===== Extracted entries
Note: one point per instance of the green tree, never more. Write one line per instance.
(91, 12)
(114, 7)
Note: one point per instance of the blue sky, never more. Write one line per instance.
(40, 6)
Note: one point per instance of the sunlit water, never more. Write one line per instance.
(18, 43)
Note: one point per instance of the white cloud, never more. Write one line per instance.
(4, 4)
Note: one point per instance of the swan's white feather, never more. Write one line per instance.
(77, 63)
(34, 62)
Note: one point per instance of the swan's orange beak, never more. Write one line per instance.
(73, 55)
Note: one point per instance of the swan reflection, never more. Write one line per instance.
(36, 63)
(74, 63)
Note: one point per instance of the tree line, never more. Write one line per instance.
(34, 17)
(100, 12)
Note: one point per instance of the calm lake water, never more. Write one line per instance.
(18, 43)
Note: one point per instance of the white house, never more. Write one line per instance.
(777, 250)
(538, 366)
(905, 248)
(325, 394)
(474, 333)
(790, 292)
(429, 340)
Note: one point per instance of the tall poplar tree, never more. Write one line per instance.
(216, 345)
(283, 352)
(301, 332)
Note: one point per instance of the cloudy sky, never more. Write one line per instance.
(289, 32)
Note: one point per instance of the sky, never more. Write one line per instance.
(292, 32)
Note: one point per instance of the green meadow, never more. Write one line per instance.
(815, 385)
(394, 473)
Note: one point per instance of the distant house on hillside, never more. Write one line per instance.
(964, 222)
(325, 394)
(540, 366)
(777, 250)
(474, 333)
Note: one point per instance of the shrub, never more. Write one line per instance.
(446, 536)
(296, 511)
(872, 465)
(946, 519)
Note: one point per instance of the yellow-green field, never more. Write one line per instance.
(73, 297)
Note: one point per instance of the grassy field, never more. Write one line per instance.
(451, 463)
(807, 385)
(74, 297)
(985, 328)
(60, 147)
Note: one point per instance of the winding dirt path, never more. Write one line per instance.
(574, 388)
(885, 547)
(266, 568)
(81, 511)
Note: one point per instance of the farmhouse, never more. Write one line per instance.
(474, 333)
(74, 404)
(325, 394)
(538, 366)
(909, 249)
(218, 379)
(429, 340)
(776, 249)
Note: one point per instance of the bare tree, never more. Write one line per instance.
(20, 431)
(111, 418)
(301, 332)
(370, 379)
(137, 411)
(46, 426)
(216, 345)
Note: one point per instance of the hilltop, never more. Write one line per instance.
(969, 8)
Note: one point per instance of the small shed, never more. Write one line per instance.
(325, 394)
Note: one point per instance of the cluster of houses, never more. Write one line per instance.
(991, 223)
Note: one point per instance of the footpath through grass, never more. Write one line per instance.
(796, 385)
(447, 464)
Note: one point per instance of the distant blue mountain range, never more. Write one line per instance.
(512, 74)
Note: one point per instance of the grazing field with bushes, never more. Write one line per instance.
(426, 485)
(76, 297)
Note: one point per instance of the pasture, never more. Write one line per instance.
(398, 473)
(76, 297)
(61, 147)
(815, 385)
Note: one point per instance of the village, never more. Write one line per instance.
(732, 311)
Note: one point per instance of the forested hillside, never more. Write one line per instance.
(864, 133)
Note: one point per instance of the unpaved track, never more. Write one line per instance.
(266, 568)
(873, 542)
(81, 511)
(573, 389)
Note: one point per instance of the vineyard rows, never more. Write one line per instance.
==========
Try it — Retype, exactly as written, each line from the one that has "Note: one point per instance of the village, never" to the bottom of the entries above, and include both of those lines.

Answer —
Note: one point per instance of the village, never more. Write one line per instance.
(732, 311)
Note: one point per instance of the forested hillside, never more. Write one line per instance.
(864, 133)
Note: one point per instance of the unpaved track, never more. Write one line per instance.
(266, 568)
(873, 542)
(81, 511)
(573, 389)
Note: one point per instance of the vineyard rows, never more. Write one line per instance.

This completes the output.